→ **WORK TO COMPLETE**
Go through the entries and copy every one exactly.

(Natural language region descriptions)
------------------------------------------------------------

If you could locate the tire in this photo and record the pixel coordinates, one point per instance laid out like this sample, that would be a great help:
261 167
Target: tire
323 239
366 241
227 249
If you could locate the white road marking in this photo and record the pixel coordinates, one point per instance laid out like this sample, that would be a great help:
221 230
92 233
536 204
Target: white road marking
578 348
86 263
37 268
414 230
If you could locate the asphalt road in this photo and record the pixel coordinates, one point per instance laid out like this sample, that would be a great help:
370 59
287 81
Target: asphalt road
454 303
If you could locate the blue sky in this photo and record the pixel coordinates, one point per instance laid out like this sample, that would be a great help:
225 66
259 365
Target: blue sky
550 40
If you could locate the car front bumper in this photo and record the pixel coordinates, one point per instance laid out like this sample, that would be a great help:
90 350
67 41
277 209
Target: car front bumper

------------------------------------------------------------

→ **WORKED SOLUTION**
If you could locate the tire in this photo and record the pixel coordinates, one point per instance laid out like this sample, that would be a great help:
261 167
Target: tire
323 239
366 241
227 249
If you could locate the white road marking in this photo and record the pixel coordinates, one point per instance laid out like this sample, that would be a great help:
221 230
92 233
536 204
Target: white road marking
578 348
86 263
37 268
414 230
If you could locate the asphalt road in this photo and record the pixel coordinates, one point per instance laid out like this sample, that would be a great help:
370 59
287 81
Target: asphalt road
454 303
If you could locate the blue sky in this photo and record the pixel coordinates, one point per instance laid out like this sample, that would be a great help:
225 66
259 365
Target: blue sky
550 40
If you could locate the car front bumper in this photo and record the pixel coordinates, one point per instance laid out like this sample, that would be a great help:
90 350
67 41
277 209
Target: car front bumper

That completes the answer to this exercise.